**DIRECTIONS**
From the entries below, extract every line that includes the word "thickest".
☆ ☆ ☆
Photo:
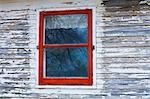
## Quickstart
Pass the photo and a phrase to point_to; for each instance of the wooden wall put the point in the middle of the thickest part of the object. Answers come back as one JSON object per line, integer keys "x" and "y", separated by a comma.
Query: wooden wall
{"x": 122, "y": 36}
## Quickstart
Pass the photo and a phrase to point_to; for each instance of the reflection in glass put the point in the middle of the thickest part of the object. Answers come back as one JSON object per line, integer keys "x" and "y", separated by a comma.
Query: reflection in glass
{"x": 66, "y": 62}
{"x": 66, "y": 29}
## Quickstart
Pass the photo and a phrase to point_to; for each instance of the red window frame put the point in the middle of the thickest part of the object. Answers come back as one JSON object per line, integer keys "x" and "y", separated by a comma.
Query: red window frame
{"x": 65, "y": 81}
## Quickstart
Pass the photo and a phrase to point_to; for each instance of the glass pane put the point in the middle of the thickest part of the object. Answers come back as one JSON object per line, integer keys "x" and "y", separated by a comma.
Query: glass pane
{"x": 66, "y": 29}
{"x": 66, "y": 62}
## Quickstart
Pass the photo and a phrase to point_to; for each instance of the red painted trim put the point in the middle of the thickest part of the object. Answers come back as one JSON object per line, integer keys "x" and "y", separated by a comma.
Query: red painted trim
{"x": 64, "y": 45}
{"x": 66, "y": 12}
{"x": 65, "y": 81}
☆ ☆ ☆
**SOLUTION TO THIS TASK**
Pass the photo and a phrase to point_to; for each instance of the wooden wall put the point in the middle of the thickest part of the object. Answers come back as one JSON object per line, integer keys "x" and "y", separated by a comma.
Pass the photo and a phrase to point_to; for each instance of the reflection in glass put the point in the middle of the thickest part of the object. Answers come back as one JSON object per line, integer keys "x" and "y", separated by a comma.
Pass the photo and a phrase to point_to; for each instance of the red window frame put the point in the middle of the thickest part of the object. Answers come back as one JSON object per line, integer keys "x" and "y", separated by a comma.
Pass the photo and a phrase to point_to; for each instance of the glass pane put the point in the middle of the thickest part of the object. Answers come back as one JSON object per line, integer keys "x" and "y", separated by a comma.
Pass the photo and a phrase to point_to; for each instance of the red painted trim put the point in the middle of the thickest part of the object. Answers come back as one JSON object per line, integer keys "x" and "y", separated by a comma.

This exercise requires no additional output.